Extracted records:

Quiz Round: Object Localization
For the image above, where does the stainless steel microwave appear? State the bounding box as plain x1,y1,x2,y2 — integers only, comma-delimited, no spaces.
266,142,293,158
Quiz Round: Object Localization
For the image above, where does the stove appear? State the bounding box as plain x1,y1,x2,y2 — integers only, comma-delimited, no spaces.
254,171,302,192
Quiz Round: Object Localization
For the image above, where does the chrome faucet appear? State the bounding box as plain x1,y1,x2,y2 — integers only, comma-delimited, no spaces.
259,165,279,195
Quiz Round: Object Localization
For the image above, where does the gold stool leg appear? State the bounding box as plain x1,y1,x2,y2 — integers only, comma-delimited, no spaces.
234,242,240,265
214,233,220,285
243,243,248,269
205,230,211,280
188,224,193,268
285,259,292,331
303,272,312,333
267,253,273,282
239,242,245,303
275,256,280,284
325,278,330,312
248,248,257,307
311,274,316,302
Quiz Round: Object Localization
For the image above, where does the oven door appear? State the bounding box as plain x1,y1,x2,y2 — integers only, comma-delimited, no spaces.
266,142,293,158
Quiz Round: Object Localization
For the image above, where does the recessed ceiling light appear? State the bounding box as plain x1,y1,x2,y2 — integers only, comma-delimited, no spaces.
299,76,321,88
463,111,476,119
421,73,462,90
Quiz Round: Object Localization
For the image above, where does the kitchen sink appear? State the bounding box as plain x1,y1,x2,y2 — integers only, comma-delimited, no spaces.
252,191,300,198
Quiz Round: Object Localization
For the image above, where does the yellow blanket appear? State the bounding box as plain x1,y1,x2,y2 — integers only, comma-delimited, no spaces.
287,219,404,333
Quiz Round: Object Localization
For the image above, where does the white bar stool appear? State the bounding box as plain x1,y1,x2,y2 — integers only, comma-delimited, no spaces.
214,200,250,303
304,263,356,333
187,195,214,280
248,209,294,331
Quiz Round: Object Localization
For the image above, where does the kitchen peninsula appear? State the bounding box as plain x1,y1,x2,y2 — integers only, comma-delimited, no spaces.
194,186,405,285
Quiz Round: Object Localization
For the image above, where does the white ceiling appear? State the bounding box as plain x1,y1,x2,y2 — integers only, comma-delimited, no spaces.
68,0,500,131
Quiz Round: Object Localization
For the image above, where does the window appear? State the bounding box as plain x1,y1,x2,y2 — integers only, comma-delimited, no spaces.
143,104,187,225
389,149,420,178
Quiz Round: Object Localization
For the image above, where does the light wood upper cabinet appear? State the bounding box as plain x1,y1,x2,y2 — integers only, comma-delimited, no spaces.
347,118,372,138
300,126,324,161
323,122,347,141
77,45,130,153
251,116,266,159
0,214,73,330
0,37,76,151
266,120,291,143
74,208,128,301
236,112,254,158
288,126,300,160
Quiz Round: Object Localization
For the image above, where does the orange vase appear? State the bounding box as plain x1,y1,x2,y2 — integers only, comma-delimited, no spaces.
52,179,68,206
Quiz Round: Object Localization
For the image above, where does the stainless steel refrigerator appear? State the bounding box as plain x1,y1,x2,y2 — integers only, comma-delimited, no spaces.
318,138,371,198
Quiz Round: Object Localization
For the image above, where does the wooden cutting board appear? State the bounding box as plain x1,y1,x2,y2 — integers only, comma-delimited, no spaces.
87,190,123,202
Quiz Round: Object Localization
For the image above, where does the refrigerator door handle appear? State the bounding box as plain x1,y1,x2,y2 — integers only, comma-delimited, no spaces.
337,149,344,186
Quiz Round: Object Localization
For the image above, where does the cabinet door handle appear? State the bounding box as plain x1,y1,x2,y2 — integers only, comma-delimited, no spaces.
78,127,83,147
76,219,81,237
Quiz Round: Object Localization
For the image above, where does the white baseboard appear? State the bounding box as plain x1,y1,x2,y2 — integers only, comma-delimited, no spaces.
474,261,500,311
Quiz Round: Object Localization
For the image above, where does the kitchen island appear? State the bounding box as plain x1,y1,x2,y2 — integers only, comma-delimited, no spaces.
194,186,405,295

THE REQUEST: Print everything from the start of the records down to and including the line that contains "259,165,279,195", reproducing each line without change.

COMPLETE ANSWER:
Quiz Round: Object Localization
For the image above, where does the stainless steel microwave appear? State the bounding box as plain x1,y1,x2,y2 — integers only, comma-delimited, no spaces.
266,142,293,158
Quiz Round: Object Localization
For the image above, where does the stove appear? State the bounding box as plain x1,y1,x2,y2 — integers only, comma-delimited, no spaces.
254,171,302,192
Quiz Round: Object Localization
For the image above, where does the chrome faucet appear? State the bounding box as plain x1,y1,x2,y2 — integers only, comma-delimited, no spaces.
259,165,279,195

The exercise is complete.